■ TASK DETAILS
Return every record below exactly as written, but leave out the pictures.
## start
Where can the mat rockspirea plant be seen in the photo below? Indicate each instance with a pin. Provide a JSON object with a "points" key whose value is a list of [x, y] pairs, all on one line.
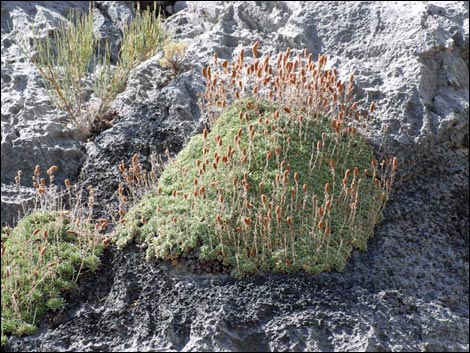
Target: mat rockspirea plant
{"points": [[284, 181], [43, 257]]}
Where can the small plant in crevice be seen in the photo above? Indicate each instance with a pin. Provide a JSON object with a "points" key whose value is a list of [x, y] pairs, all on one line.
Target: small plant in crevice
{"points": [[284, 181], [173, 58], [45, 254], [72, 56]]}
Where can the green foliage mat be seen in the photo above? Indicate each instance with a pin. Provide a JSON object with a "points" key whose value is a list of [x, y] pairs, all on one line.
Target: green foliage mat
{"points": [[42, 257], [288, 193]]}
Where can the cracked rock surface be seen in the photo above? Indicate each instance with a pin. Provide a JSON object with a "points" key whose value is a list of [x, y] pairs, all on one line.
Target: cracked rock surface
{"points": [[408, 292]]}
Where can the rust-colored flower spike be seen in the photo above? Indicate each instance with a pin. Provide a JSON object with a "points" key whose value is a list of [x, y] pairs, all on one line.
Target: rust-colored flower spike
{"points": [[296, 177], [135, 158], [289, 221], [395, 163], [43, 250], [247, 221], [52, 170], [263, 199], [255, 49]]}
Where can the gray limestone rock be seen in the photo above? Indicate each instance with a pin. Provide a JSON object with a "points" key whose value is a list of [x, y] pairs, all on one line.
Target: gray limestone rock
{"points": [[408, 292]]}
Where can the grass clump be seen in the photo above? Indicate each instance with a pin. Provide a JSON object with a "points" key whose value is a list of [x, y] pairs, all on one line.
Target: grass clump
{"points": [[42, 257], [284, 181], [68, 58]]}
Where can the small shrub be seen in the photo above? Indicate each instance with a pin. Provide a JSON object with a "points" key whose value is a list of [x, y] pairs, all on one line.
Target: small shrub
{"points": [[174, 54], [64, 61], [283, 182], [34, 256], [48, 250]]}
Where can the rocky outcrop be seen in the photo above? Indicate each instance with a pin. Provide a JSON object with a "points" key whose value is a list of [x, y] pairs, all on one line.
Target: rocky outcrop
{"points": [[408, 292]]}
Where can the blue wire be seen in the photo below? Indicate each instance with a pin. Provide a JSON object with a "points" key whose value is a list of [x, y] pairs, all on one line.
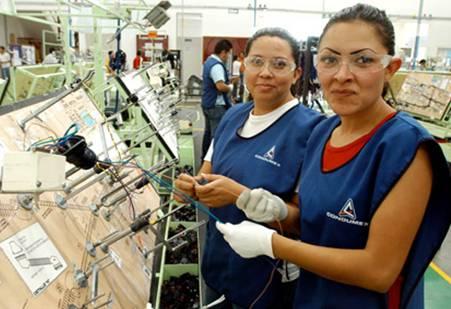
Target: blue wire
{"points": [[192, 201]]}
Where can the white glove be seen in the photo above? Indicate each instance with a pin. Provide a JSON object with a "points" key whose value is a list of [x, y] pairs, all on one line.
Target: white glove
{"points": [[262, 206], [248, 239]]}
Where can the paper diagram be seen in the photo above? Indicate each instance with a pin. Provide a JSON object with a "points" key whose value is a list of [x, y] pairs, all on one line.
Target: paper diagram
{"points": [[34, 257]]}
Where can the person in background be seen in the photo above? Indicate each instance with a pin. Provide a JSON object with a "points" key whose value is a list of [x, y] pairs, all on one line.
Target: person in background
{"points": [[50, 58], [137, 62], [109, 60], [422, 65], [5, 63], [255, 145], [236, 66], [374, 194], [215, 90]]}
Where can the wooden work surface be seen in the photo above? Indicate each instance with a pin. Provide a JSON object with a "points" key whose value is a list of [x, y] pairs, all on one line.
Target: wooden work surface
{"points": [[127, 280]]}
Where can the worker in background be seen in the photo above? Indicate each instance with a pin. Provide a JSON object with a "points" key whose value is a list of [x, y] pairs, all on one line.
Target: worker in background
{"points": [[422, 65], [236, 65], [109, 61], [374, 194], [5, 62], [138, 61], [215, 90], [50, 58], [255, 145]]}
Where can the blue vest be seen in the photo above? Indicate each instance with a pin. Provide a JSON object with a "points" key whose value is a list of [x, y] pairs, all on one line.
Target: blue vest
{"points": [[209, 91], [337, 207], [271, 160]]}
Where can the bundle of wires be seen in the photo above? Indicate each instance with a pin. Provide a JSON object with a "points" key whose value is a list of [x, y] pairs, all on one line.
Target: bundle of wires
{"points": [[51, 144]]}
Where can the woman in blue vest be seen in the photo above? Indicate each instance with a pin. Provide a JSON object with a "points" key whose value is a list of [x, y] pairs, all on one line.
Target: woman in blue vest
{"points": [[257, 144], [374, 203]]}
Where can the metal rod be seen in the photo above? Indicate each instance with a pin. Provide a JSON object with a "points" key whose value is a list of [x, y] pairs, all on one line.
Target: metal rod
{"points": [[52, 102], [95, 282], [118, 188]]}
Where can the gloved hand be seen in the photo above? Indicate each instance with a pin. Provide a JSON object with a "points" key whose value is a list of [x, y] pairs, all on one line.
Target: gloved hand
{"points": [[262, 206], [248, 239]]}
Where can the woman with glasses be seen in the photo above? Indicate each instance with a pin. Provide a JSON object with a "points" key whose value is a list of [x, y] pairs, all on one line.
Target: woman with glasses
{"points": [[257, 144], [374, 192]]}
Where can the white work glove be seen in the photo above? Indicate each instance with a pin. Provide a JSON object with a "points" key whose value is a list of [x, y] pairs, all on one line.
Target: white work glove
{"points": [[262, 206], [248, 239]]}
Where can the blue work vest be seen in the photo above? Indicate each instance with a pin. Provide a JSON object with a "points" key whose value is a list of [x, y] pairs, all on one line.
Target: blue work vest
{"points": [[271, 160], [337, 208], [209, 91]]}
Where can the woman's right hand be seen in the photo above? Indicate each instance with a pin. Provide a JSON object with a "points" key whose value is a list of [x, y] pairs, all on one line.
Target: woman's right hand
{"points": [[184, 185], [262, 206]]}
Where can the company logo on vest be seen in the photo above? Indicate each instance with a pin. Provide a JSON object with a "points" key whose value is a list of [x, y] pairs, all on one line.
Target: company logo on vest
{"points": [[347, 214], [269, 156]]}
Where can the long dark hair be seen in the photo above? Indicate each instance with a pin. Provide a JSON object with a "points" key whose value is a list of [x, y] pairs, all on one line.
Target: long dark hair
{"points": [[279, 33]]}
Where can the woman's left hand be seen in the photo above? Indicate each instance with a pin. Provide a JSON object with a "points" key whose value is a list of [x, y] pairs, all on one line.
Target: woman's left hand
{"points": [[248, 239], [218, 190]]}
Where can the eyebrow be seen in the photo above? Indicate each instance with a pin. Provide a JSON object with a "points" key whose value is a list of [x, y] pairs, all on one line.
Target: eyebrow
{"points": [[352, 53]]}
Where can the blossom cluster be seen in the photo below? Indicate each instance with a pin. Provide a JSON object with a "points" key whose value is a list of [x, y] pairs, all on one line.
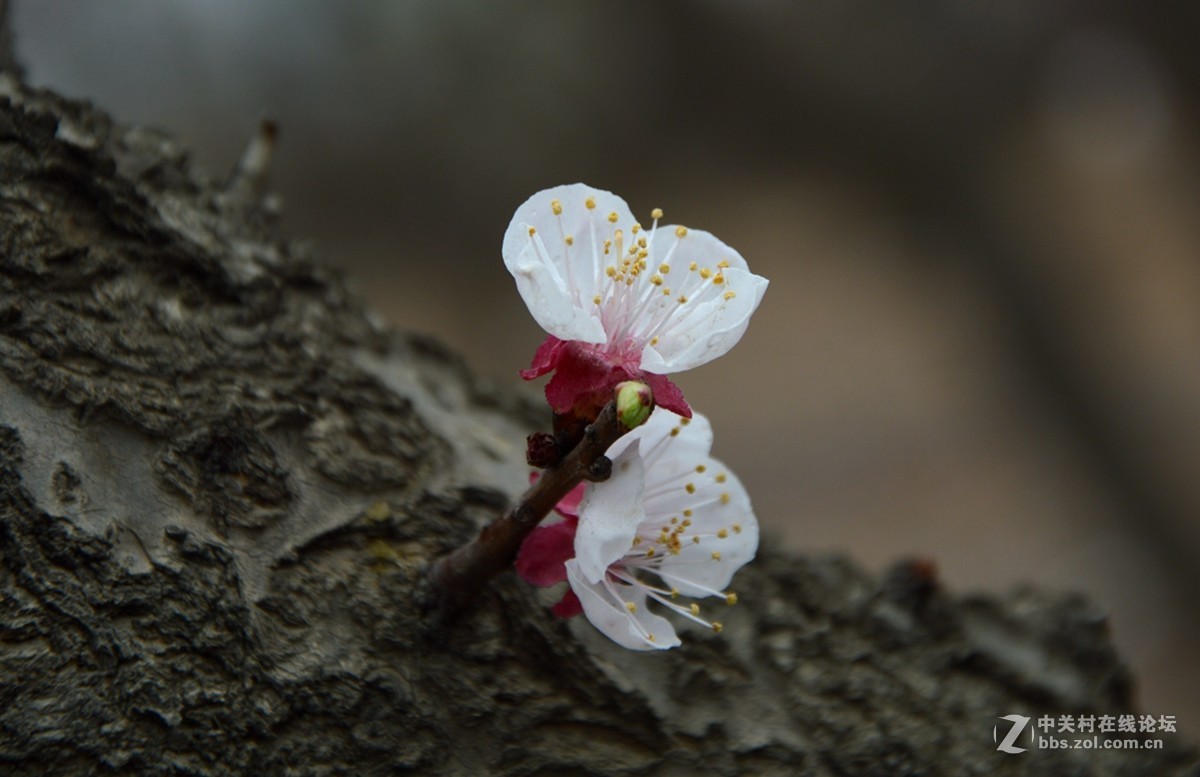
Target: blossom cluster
## end
■ OUTPUT OF THE EXERCISE
Where can the mat rockspirea plant be seen in the photo below? Indicate each instance with a pin. Provide a JSON object with a "points" key whose value is a list of [x, y] pairs, all on one line.
Target: mat rockspirea plant
{"points": [[284, 181], [43, 257]]}
Where can the small plant in crevice be seen in the photo above? Indicate each instance with a pin. Provide a JSON object with a "points" key whose value is a list of [x, y] pairs, all on one line.
Target: small plant in crevice
{"points": [[284, 181], [173, 58], [45, 254], [72, 56]]}
Where can the green foliage mat be seen in the photo above? Indicate each instance with a pin. Provide a JSON object with a "points" key whose value is a list of [x, y] pairs, all on one line.
Target: green foliage mat
{"points": [[42, 257], [288, 193]]}
Where can the cracked rock surface be seen in the photo above? Indicate each instance with a pin. Provide a JSON object with a "points" key whose value is a list of [x, y] pairs, all on one line.
Target: cracked rock surface
{"points": [[408, 292]]}
Where can the rust-colored flower spike be seen in the photo above? Indicate each instance with a pin. Provide a JSON object with a "points" key whose value is a list of [x, y] pairs, all on one line.
Target: rust-colored flower spike
{"points": [[296, 177], [135, 158], [289, 221], [395, 163], [43, 250], [247, 221], [52, 170], [263, 199], [255, 49]]}
Where can the gray limestone rock be seen in the photo above? Indicate each instance with a pin. Provide a JSON object with a "points" key whose value is a list of [x, y] pairs, all on one line.
Target: gray limestone rock
{"points": [[408, 292]]}
Where can the grass clump be seen in the photo above? Indicate each instance with a pin. Provide a JSON object with a "points" key whose value is a list of [x, y] pairs, all on one line.
Target: grass clump
{"points": [[42, 257], [284, 181], [68, 58]]}
Where can the small shrub be seen in the photo above? Indicate each instance with a pin. Provide a JSON object with a "points" key whose value is a list of [x, y] pairs, all on one line.
Target: small shrub
{"points": [[174, 54], [64, 61], [283, 182], [34, 256], [48, 250]]}
Where can the rocky outcrop be seen in the photo above? Indicate each instance with a pin. Provide a JSON object with a "points" key whose value is a list of [x, y] pairs, all on one line.
Target: rocky outcrop
{"points": [[408, 292]]}
Where can the blue wire be seen in the photo below? Indicate each instance with a pin. Provide a JSON object with a "points" key whose value is a list of [x, y] pairs, all on one line.
Target: blue wire
{"points": [[192, 201]]}
Where can the white glove be seen in the photo above? Indicate each instance with a pin. Provide a JSON object with a "points" key whose value is a list of [x, y] pairs, all on one line.
Target: white glove
{"points": [[262, 206], [248, 239]]}
Where can the paper diagram be seen in the photo above? Indicate each instance with a pin. Provide a JSON object with a "points" key whose value is a list of [x, y] pairs, all on one line.
Target: paper diagram
{"points": [[34, 257]]}
Where can the person in background be seen in the photo above? Indicate each instance with a pin. Provide a JSON object with a "points" key whose value is a list of [x, y] pairs, all on one line.
Target: person in background
{"points": [[50, 58], [137, 62], [109, 60], [422, 65], [5, 63], [255, 145], [236, 66], [374, 194], [215, 90]]}
Where can the wooden work surface be seen in the photo above? Indicate each instance with a pin. Provide a JSON object with a "points" key whose value is a list of [x, y] pairs, all on one line.
Target: wooden work surface
{"points": [[127, 280]]}
Where can the worker in background be seen in the photo above? Indicate each instance with a pin. Provide a JSON object with a "points" key whose value is a list of [x, y] pairs, all on one line.
Target: worker in background
{"points": [[422, 65], [236, 65], [109, 61], [374, 194], [5, 62], [138, 61], [215, 90], [50, 58], [255, 145]]}
Where can the blue vest be seen in the photo above? Indicate each instance with a pin. Provide a JSON object with a "points" key whose value is a list of [x, y] pairs, all on one line.
Target: blue vest
{"points": [[209, 91], [337, 207], [271, 160]]}
Where can the bundle of wires be seen in the photo above? Indicate each instance with a pin. Provide a JSON object with a "points" key whose value is a list of [x, y] pairs, all on one line.
Target: bundle of wires
{"points": [[51, 144]]}
Where can the woman in blue vest be seen in the photo above? Indicate each instance with a pin. Provide a JSON object with a "points" key whose value is a list of [x, y] pairs, all on one line.
Target: woman in blue vest
{"points": [[257, 144], [374, 203]]}
Where can the metal rod be seen in the photo above? Indicate each instance with a pin. Provide a JSON object with a "points" key whose value is a list of [x, y] pairs, all on one line.
Target: metal rod
{"points": [[52, 102], [95, 282], [118, 188]]}
Where can the gloved hand be seen in the photo above? Indicate each instance with a pin. Provide a JSON object with a "points" key whose value is a list of [x, y] pairs, all on one line.
Target: gloved hand
{"points": [[262, 206], [248, 239]]}
Where can the woman with glasses be seen in the photo above? Indicate each instance with a pin. Provide a JSON object with a "points" key whose value is a list of [x, y] pairs, all on one line.
Target: woman with glasses
{"points": [[257, 144], [374, 192]]}
Where can the white work glove be seen in the photo above? Indicate each instance with a pin. Provide a JSON object with a "points" key whose value is a list of [x, y] pairs, all on one line.
Target: white work glove
{"points": [[262, 206], [248, 239]]}
Where can the blue work vest be seen in the photo above? Indicate each instance with a pin. Provide a JSON object with a "points" key whose value is a list of [x, y] pairs, all on one line.
Target: blue work vest
{"points": [[271, 160], [337, 208], [209, 91]]}
Where can the woman's right hand be seen in the photo above? Indicate each instance with a pin. Provide a JSON object with a "points" key whose value is a list of [x, y] pairs, all on one line.
Target: woman's right hand
{"points": [[184, 185], [262, 206]]}
Where can the company logo on vest be seen in the photo above? Indicate each instance with a pin. Provide a JSON object with a "points" key whose value is a list of [x, y] pairs, all on one line.
Target: company logo on vest
{"points": [[347, 214], [269, 156]]}
Where can the long dark hair be seen in the photo above? Indicate each instance with a pin. Provide a JSON object with a "points" key whose value is a list of [x, y] pairs, all on one line.
Target: long dark hair
{"points": [[279, 33]]}
Where can the woman's left hand be seen in the photo above? Indicate each instance with a pin. Provide a JSON object with a "points" key whose value is a list of [x, y] pairs, all on one line.
Target: woman's left hand
{"points": [[248, 239], [218, 190]]}
Where can the eyebrow be seen in the photo above? Indicate each instance with a pin. Provide a JSON object with a "points" key whose value is a list of [x, y] pairs, all on one line.
Target: eyebrow
{"points": [[352, 53]]}
Where can the blossom cluster be seen in the photo below? Indicate each instance with a pin. Provide a JSON object with a "points" key whose value is a list of [x, y] pairs, all on one line.
Target: blossom cluster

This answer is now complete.